» **Problem to solve**
Show every line below that contains the word "freezer", copying each such line in full.

» **Extracted material**
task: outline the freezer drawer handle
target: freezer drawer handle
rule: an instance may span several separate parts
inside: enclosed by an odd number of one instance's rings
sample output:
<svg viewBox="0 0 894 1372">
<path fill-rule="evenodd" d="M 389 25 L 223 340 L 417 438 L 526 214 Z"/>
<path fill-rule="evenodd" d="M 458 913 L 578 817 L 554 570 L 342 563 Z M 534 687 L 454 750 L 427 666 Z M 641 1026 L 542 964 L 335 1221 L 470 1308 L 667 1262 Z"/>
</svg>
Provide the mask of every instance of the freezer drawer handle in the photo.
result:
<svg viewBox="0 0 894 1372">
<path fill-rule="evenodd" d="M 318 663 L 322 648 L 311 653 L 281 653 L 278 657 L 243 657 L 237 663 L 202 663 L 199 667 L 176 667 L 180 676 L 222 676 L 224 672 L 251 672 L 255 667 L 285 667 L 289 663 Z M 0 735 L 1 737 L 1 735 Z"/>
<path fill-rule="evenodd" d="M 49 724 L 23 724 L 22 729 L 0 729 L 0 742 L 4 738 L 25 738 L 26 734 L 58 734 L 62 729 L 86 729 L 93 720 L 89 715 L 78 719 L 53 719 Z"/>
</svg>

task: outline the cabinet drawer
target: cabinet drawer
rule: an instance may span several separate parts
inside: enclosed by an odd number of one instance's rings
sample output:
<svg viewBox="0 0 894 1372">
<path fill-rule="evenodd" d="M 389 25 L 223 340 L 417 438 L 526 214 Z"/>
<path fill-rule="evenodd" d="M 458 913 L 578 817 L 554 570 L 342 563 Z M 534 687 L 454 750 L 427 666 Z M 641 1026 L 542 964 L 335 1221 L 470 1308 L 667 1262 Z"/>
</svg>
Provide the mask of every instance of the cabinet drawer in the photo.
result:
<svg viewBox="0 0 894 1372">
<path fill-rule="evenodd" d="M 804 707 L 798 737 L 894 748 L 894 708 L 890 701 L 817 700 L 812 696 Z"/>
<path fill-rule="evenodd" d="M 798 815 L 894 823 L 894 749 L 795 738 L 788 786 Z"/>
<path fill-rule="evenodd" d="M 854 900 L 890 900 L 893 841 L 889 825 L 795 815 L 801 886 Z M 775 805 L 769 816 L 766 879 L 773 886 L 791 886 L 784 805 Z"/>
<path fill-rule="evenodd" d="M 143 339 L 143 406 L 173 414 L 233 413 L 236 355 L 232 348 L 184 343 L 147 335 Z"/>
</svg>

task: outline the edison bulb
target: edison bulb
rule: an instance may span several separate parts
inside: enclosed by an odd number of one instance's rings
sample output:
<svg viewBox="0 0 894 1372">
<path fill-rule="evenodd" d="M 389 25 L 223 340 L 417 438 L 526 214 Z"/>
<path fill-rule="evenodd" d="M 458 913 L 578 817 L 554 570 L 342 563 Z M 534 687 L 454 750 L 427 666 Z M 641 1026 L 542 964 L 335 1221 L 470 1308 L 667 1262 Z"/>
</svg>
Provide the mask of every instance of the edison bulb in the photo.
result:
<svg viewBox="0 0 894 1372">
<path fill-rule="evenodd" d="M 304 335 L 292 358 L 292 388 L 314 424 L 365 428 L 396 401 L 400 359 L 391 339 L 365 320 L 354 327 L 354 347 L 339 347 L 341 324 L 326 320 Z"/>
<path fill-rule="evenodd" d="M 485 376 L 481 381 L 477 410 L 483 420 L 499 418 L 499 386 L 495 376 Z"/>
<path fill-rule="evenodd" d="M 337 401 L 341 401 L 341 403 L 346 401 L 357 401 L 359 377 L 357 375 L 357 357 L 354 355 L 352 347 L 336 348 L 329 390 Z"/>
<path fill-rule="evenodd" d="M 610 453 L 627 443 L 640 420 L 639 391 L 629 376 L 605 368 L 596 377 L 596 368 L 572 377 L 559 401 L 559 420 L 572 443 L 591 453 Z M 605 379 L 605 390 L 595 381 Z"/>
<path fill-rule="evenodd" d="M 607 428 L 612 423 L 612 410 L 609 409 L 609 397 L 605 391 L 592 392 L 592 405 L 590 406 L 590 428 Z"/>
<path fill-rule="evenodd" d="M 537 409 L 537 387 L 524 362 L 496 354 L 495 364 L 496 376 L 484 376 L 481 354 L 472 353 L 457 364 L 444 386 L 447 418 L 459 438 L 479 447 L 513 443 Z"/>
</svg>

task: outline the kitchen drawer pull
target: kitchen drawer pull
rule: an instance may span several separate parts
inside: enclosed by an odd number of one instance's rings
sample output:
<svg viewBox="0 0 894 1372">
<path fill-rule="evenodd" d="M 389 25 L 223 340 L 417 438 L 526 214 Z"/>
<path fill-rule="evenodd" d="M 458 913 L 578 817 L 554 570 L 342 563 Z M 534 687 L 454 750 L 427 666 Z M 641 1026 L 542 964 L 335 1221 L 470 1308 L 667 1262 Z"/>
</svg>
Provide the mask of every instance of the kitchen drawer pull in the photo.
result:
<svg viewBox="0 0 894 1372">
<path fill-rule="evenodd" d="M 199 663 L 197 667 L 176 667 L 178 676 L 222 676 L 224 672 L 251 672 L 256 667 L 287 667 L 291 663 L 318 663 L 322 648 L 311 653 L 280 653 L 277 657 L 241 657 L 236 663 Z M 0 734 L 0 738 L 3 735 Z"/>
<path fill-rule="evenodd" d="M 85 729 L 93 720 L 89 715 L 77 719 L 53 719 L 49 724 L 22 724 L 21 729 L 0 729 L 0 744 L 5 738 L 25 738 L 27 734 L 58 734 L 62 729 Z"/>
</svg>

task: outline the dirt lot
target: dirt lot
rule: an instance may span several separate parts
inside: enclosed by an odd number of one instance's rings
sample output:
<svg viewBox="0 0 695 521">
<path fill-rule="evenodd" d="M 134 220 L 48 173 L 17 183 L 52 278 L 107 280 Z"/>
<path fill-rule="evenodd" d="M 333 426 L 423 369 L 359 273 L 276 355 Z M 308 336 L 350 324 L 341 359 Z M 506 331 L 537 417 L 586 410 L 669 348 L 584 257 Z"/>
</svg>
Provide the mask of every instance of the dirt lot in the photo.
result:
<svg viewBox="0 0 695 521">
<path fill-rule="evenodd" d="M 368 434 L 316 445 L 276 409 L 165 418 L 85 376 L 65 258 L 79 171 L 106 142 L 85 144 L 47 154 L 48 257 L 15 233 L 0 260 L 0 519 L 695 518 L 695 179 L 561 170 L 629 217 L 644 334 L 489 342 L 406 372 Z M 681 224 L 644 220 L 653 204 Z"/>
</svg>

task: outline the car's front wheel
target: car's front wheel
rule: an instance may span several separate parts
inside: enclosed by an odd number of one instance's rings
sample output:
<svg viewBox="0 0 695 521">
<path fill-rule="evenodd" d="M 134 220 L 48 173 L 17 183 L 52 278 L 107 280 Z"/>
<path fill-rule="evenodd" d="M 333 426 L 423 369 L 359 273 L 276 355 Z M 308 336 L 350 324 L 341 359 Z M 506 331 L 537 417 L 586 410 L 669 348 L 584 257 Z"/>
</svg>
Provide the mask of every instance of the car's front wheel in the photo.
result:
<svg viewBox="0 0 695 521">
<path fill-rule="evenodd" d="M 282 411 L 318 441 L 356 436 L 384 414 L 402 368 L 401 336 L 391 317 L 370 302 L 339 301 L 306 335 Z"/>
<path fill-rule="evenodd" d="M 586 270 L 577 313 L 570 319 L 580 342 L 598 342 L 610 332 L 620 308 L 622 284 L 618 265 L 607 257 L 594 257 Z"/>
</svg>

» **Solved problem**
task: outline the freezer drawer handle
target: freezer drawer handle
Provide the mask of every instance of the freezer drawer handle in the photo.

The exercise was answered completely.